** Selected text **

+ + + + +

We see them not only with our physical eyes. Reading books, we construct them in our mind’s eye. While writing – as my class does each day – we create new ones, forming them from the spare parts of real ones that once resonated with us, fashioning them from the miscellaneous features strewn upon the work table of our imagination. When I read a book, I see them differently than when I go out in public and use my own rods and cones. Our reason observes them differently than our empiricism, but there is nevertheless a commonality that runs through them all, real or make-believe.

The ancient Hebrew account of creation, the story we find at the beginning of the Book of Genesis in the Bible, claims that God said (…to someone, the Scriptures are not clear on who God was hanging out with when the idea struck him), “Let us make humankind in our image, according to our likeness.” The Scriptures remain ambiguous when it comes to what exactly “our image” is, whether it means a similarity in physical appearance, intellectual free will, anatomical organization or some mystical merging of the “spiritual” with the corporeal. To make it easier and avoid the headache, we assume it means that the people we see, as well as those we call to mind, are a reflection of the Creator. We like to think it is a loving inscription, a link between the Divine and the earthly.

If that’s the case, then I hope we will train our eyes (both the ones with retinas and the one that exists in our mind) to perceive that reverential image in the faces we see.

+ + + + +

** Exercise tasks **
1: According to the passage on seeing, what does God say in the creation account at the beginning of the Book of Genesis?
2: Summarize the passage on seeing in three sentences.
The rows that follow come from a different source than the text.

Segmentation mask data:
+ + + + +

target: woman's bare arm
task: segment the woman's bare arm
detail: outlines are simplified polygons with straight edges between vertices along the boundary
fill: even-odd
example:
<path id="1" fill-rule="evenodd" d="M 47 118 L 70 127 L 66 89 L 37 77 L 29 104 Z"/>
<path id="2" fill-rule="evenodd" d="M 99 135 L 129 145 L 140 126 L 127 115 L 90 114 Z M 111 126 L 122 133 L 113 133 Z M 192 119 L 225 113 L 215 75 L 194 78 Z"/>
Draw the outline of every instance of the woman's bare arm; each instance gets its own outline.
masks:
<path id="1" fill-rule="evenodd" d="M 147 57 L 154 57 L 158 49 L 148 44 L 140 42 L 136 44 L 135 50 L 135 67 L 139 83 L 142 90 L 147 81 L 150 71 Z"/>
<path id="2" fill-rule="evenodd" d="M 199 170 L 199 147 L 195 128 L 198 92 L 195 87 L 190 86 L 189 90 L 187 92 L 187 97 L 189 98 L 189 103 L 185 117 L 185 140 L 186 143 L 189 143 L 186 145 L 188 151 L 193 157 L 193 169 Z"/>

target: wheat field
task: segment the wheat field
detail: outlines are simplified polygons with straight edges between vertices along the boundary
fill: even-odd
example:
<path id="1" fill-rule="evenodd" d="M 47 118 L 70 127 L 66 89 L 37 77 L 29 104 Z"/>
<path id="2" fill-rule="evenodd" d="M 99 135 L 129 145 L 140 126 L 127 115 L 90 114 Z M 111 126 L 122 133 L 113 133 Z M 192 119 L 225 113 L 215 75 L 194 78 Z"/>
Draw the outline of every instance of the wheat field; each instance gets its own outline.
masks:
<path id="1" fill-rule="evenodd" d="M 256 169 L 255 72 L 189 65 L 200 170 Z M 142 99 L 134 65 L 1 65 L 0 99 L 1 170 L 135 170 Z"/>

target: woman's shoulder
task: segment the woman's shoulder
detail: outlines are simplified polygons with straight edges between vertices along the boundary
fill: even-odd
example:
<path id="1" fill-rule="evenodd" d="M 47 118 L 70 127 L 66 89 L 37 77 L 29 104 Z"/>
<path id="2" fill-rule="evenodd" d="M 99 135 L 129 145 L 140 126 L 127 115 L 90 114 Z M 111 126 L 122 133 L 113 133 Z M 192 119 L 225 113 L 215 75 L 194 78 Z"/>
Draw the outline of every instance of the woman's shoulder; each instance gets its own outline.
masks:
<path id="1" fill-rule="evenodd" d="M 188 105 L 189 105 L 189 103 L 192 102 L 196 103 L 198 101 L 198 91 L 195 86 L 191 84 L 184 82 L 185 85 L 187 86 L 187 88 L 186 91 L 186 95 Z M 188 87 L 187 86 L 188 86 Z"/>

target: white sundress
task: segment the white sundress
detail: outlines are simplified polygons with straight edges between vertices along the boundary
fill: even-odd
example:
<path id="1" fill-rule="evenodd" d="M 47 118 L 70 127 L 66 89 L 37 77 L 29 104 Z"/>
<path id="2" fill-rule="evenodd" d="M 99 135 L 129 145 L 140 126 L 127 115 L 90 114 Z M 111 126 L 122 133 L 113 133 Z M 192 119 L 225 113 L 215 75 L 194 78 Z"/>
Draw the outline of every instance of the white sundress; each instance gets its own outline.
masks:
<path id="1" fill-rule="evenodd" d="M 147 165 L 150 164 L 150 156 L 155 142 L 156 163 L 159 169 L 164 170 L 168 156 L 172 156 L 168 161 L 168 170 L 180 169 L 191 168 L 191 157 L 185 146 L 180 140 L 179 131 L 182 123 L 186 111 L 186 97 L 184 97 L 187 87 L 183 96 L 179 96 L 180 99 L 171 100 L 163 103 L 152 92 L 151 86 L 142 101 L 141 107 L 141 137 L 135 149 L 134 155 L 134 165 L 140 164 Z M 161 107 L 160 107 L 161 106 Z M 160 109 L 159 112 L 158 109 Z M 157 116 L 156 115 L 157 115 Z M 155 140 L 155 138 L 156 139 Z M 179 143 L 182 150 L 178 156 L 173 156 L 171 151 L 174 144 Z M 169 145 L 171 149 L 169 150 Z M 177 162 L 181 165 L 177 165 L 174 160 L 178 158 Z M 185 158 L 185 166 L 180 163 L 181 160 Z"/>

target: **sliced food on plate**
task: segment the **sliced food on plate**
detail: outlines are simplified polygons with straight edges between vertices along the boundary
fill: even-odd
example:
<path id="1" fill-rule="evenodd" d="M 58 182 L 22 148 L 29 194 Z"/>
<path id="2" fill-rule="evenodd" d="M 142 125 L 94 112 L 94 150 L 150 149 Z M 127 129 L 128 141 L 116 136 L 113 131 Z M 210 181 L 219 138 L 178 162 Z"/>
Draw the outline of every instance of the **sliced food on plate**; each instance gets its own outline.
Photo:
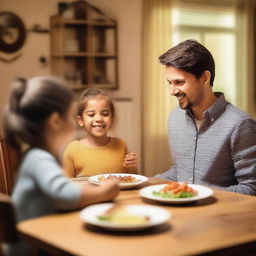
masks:
<path id="1" fill-rule="evenodd" d="M 210 197 L 213 190 L 203 185 L 172 182 L 142 188 L 140 195 L 162 203 L 182 204 Z"/>
<path id="2" fill-rule="evenodd" d="M 120 188 L 124 189 L 136 187 L 148 180 L 143 175 L 130 173 L 104 173 L 91 176 L 88 180 L 93 184 L 100 184 L 108 179 L 118 180 Z"/>
<path id="3" fill-rule="evenodd" d="M 197 195 L 197 190 L 190 187 L 187 183 L 173 182 L 158 191 L 153 191 L 153 195 L 162 198 L 188 198 Z"/>

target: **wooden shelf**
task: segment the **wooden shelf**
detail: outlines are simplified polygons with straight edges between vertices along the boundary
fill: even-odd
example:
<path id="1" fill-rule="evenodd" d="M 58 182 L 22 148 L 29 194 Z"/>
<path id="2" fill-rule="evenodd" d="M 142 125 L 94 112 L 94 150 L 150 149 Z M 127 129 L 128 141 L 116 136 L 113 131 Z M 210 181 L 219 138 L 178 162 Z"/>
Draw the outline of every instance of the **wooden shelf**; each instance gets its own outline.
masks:
<path id="1" fill-rule="evenodd" d="M 117 89 L 116 21 L 85 1 L 75 1 L 69 8 L 74 17 L 51 17 L 52 74 L 66 79 L 74 90 Z"/>

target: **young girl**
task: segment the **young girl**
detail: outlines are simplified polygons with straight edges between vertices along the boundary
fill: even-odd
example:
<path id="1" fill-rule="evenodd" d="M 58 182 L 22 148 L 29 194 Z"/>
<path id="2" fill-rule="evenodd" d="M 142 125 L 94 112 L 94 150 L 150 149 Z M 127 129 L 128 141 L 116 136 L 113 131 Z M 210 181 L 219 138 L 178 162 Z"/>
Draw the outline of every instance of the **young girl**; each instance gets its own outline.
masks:
<path id="1" fill-rule="evenodd" d="M 115 121 L 115 108 L 104 90 L 90 88 L 81 94 L 77 120 L 87 136 L 71 142 L 64 152 L 68 177 L 137 172 L 136 154 L 128 153 L 121 139 L 107 135 Z"/>
<path id="2" fill-rule="evenodd" d="M 63 176 L 57 155 L 74 130 L 73 94 L 62 80 L 42 76 L 14 82 L 4 131 L 20 153 L 27 148 L 12 193 L 18 221 L 117 196 L 117 182 L 82 186 Z"/>

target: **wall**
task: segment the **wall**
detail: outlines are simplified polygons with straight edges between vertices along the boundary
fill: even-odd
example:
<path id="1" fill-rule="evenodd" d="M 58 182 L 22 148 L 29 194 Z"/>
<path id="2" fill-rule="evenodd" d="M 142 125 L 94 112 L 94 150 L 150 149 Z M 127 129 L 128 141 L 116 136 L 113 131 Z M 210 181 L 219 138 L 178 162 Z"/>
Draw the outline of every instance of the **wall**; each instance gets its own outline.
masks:
<path id="1" fill-rule="evenodd" d="M 49 28 L 49 17 L 57 14 L 57 0 L 0 0 L 1 11 L 17 14 L 29 30 L 34 24 Z M 66 0 L 65 2 L 72 2 Z M 118 22 L 119 87 L 117 98 L 131 98 L 133 131 L 128 147 L 140 155 L 141 151 L 141 9 L 142 0 L 88 0 Z M 28 32 L 20 53 L 12 63 L 0 62 L 0 116 L 9 97 L 10 81 L 16 76 L 31 77 L 50 74 L 50 66 L 42 67 L 41 56 L 49 58 L 49 34 Z M 12 57 L 15 54 L 0 56 Z M 122 113 L 120 113 L 122 114 Z M 122 134 L 122 132 L 118 132 Z M 132 139 L 130 139 L 132 138 Z M 125 139 L 125 138 L 124 138 Z"/>

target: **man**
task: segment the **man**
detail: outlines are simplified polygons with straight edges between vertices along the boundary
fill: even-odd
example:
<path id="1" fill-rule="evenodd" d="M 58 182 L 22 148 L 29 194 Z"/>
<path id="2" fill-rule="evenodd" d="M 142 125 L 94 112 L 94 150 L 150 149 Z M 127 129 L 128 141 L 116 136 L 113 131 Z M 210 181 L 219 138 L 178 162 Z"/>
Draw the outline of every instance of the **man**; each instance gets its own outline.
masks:
<path id="1" fill-rule="evenodd" d="M 256 121 L 212 91 L 211 53 L 187 40 L 159 59 L 180 107 L 168 120 L 173 166 L 156 177 L 256 195 Z"/>

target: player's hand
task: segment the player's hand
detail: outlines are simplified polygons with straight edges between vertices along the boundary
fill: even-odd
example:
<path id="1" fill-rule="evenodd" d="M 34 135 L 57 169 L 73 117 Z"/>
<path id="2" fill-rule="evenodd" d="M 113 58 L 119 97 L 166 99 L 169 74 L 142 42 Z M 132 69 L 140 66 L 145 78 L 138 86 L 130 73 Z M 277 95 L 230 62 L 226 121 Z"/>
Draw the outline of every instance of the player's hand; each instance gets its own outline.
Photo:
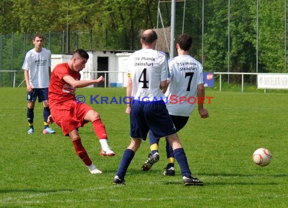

+ + + + +

** Responses for each task **
1: "Let us make humankind in our image, according to our likeness."

2: The writer observes that we see others both with our physical eyes and in our mind's eye, through reading and writing, and that a commonality runs through them all, real or make-believe. The Genesis account says humankind was made in God's image, and although the Scriptures leave the meaning of "our image" ambiguous, we assume the people we see and call to mind reflect the Creator. The writer hopes we will train both kinds of eyes to perceive that reverential image in the faces we see.